--- DATA LINES ---

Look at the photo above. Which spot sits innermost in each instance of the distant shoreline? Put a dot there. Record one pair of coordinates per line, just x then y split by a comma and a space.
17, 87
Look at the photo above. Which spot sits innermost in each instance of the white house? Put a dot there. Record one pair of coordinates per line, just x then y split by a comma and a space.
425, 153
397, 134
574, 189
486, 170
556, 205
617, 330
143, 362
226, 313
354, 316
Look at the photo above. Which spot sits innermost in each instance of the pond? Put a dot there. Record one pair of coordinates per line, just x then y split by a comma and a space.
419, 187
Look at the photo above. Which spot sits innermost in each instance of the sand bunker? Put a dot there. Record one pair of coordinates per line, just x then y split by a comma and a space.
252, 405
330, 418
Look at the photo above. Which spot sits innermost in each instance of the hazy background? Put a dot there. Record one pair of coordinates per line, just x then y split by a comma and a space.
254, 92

---

| PROBLEM REQUIREMENTS |
Each line of the listing should be copied exactly.

| EXERCISE SOLUTION |
Look at the photo above. Which spot sits innermost in each instance of the distant shoreline? Put a dot there. Record one pair of coordinates per line, just x then y split by a comma and a space.
17, 87
Look at the photo above. Which spot sits innermost in each instance of the white house? Put a dot there. Record one pair of coordinates per line, just x then y split by a comma and a space.
425, 153
397, 134
574, 189
486, 170
556, 205
617, 330
143, 362
226, 313
354, 316
Look at the photo above. Which spot sits innermost in each instance of the pond? Put a dot there. Record one pair of coordinates per line, just x then y split by a comma and a space.
419, 187
Look at the photo above. Which spot sits innermost in each instance of the sand bunker? Put a dot there. Record one pair of coordinates per line, just x then y split by a comma and a space.
252, 405
330, 418
Look at the photo above. Which spot sits innermost in each instance of the hazy background? Put a dot there. Record one pair of coordinates per line, just x then y split by a comma and a space.
254, 92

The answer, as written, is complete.